DIRECTION. Reproduce word for word the lines of the material from the line that has "of the bridle" through the last line of the material, both ends included.

EXERCISE INPUTS.
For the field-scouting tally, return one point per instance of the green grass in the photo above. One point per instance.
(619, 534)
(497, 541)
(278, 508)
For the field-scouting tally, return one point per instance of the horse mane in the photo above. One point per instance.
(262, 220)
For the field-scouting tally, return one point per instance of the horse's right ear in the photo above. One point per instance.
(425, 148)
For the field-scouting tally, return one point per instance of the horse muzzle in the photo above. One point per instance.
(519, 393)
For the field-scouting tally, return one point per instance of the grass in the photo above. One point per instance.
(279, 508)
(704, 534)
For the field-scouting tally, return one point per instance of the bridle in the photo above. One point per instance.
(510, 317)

REPLY.
For the field-scouting tally, return one point per instance of the bridle in the photo above. One point per instance.
(510, 317)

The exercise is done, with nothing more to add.